> **Supplied text**
This will be the project I start with tomorrow, as it’s only half serious, and I won’t feel horrible if it ends up being horrible tomorrow. I mean, I want it to be good, and I have higher hopes for it than I should given the nature of it, but I don’t care about it as much as I do the others.

2. For Real This Time
After a traumatizing event at the end of eighth grade, Maggie Fitts , less affectionately referred to by her classmates as “Maggie Doesn’t Fitts,” is determined to lose weight – for real this time. When she meets Parker Williams, she’s even more determined to lose the weight. If she can pull this off, just maybe she can start high school with a new body and a new boyfriend.

But then Maggie’s parents give her news that threatens to destroy not only her diet but also her way of life. Will she find the strength to deal with her problems and stick with her diet, or will she succumb to the sadness that threatens to overwhelm her? And is losing weight even that important anymore?

3. Alone (working title)
In 2018, Congress passed what have come to be known as the Family Values amendments. The Personhood Amendment declares that life begins at conception and ends at natural death. The Marriage Amendment declares that marriage is between a man and a woman. It further states that only married couples can adopt children. As a result, half of all children are raised in overcrowded orphanages, anxiously awaiting the day they turn 18 and are released on their own without anyway to go.

> **Exercise description**
Pick up the post about planned novel projects after its final sentence and keep writing it.

> **Data block**
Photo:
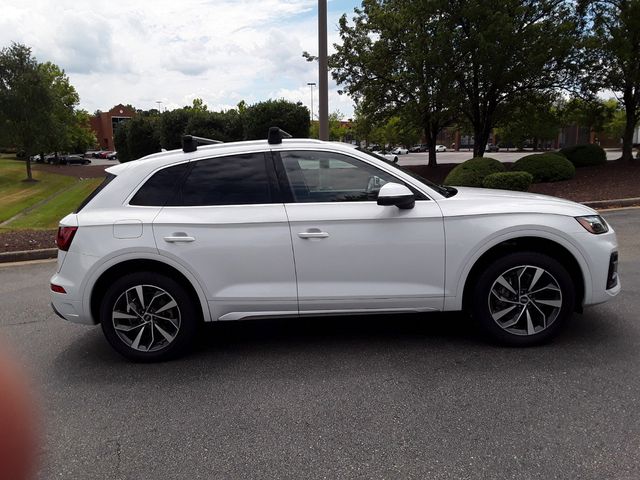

> **Answer for the task**
Lucy Higgins has one year before she turns 18 and becomes yet another homeless orphan. Her only hope of salvation is the Exxmart Motors Lottery. Eligible students get to enter the Lottery, and four lucky winners – one from each of the four schools in the Atlanta region – get to go Etherton Academy, the prestigious private school uptown. Students at Etherton get a full scholarship to college, and Lucy knows that if she can just get in, she will have a chance at a real life.

But life’s not that simple. Just when things are finally starting to turn around for her, she gets news that threatens to undo everything she’s worked for the past seventeen years. Can she find a way out of the situation, or will she end up like every other teenage girl she’s ever know – cold and alone?

I’m not sure how successful I’ll actually be this month, but I’m hoping to get first drafts written for each of these novels. My plan is to finish these drafts and then spend a good portion of next year editing them. I think that was part of my problem this year – I was so focused on getting first drafts finished that I never finished editing anything. That’s going to change next year.

Less than eleven hours until NaNo starts!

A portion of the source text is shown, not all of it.